── Input for this task
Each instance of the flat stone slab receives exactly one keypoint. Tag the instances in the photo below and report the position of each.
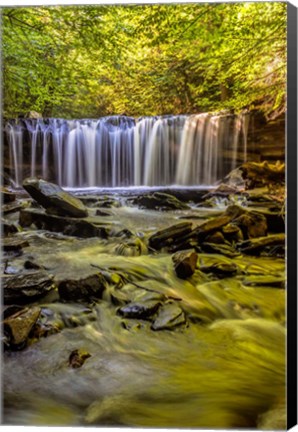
(18, 326)
(84, 228)
(54, 199)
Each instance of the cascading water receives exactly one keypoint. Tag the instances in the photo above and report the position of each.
(120, 151)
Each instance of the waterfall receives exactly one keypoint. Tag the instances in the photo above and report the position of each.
(120, 151)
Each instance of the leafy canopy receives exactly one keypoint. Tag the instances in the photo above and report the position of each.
(90, 61)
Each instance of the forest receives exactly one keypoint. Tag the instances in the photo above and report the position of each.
(136, 60)
(143, 222)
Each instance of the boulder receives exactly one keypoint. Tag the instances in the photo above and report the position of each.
(159, 201)
(54, 199)
(256, 246)
(12, 207)
(169, 236)
(8, 227)
(140, 309)
(185, 263)
(18, 326)
(77, 358)
(216, 237)
(26, 287)
(252, 225)
(168, 317)
(8, 196)
(82, 289)
(221, 269)
(226, 250)
(14, 244)
(259, 174)
(132, 248)
(84, 228)
(232, 233)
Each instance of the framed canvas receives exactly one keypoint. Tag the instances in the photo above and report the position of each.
(149, 215)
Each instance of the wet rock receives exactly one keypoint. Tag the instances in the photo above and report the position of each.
(159, 201)
(234, 211)
(54, 199)
(168, 317)
(18, 326)
(222, 190)
(252, 225)
(265, 280)
(27, 287)
(212, 225)
(185, 263)
(221, 269)
(69, 226)
(226, 250)
(31, 265)
(12, 207)
(122, 233)
(102, 213)
(133, 248)
(256, 246)
(259, 174)
(169, 236)
(14, 244)
(8, 196)
(275, 220)
(232, 233)
(77, 358)
(216, 237)
(8, 227)
(139, 310)
(82, 289)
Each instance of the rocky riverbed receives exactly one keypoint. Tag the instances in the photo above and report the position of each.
(157, 308)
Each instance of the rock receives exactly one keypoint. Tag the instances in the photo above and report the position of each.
(133, 248)
(139, 310)
(256, 246)
(168, 317)
(259, 174)
(221, 249)
(252, 225)
(159, 201)
(232, 233)
(8, 196)
(222, 190)
(77, 358)
(234, 211)
(54, 199)
(275, 220)
(169, 236)
(185, 263)
(31, 265)
(221, 269)
(18, 326)
(82, 289)
(216, 237)
(27, 287)
(102, 213)
(8, 227)
(69, 226)
(265, 280)
(12, 207)
(14, 244)
(212, 225)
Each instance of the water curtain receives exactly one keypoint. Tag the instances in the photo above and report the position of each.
(120, 151)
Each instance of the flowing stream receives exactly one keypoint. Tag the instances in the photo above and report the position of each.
(119, 151)
(223, 369)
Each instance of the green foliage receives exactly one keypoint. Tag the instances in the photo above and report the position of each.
────
• [Exercise objective]: Output the material above as a numbered list with the pictures and any blank lines left out.

• [Solution to this task]:
1. Each instance of the flat stone slab receives exactly one keypoint. Tag the instances in the photo below and report the position of each.
2. (18, 326)
3. (84, 228)
4. (54, 199)
5. Each instance of the cascading water receives exactly one keypoint. Tag the instances in the photo above and report the position of each.
6. (120, 151)
7. Each instance of the waterfall receives exactly one keypoint. Tag the instances in the photo above and report the position of each.
8. (120, 151)
9. Each instance of the leafy canopy receives exactly one keypoint. Tag the instances in the photo above and report the position of each.
10. (90, 61)
11. Each instance of the forest receives exactly one keypoint. Tag the instances in the photo above and report the position of each.
12. (136, 60)
13. (143, 222)
14. Each instance of the boulder receives exactly one keypoint. Tag the instances in the photo above and report the position of each.
15. (159, 201)
16. (54, 199)
17. (256, 246)
18. (12, 207)
19. (169, 236)
20. (8, 227)
21. (140, 309)
22. (185, 263)
23. (18, 326)
24. (77, 358)
25. (216, 237)
26. (26, 287)
27. (252, 225)
28. (168, 317)
29. (8, 196)
30. (82, 289)
31. (221, 269)
32. (226, 250)
33. (14, 244)
34. (259, 174)
35. (132, 248)
36. (84, 228)
37. (232, 233)
38. Each instance of the framed canvas receives exactly one keypoint. Tag the instances in the photo above and report the position of each.
39. (149, 215)
40. Each instance of the wet rock receives exactly one keypoint. Tag the instances in the photo above and report the position of each.
41. (159, 201)
42. (234, 211)
43. (54, 199)
44. (168, 317)
45. (18, 326)
46. (222, 190)
47. (252, 225)
48. (265, 280)
49. (27, 287)
50. (212, 225)
51. (185, 263)
52. (221, 269)
53. (69, 226)
54. (226, 250)
55. (31, 265)
56. (12, 207)
57. (122, 233)
58. (102, 213)
59. (133, 248)
60. (256, 246)
61. (259, 174)
62. (169, 236)
63. (14, 244)
64. (8, 196)
65. (275, 220)
66. (232, 233)
67. (77, 358)
68. (216, 237)
69. (8, 227)
70. (139, 310)
71. (82, 289)
72. Each instance of the rocky riverbed receives exactly one keypoint. Tag the instances in the photo above and report the position of each.
73. (157, 308)
74. Each instance of the rock receives exactly one keypoint. Tag the instances in the photo above and report the position of each.
75. (133, 248)
76. (139, 310)
77. (256, 246)
78. (168, 317)
79. (259, 174)
80. (221, 249)
81. (252, 225)
82. (159, 201)
83. (232, 233)
84. (8, 196)
85. (222, 190)
86. (77, 358)
87. (234, 211)
88. (54, 199)
89. (275, 220)
90. (169, 236)
91. (185, 263)
92. (31, 265)
93. (221, 269)
94. (18, 326)
95. (82, 289)
96. (216, 237)
97. (27, 287)
98. (102, 213)
99. (8, 227)
100. (69, 226)
101. (265, 280)
102. (12, 207)
103. (14, 244)
104. (212, 225)
105. Each instance of the water curtain receives exactly one keypoint. Tag the instances in the photo above and report the position of each.
106. (120, 151)
107. Each instance of the flowing stream receives exactly one keypoint. Tag the instances in the photo above and report the position of each.
108. (119, 151)
109. (223, 369)
110. Each instance of the green foliage receives exactly one keypoint. Tag the instances in the photo above and report the position of each.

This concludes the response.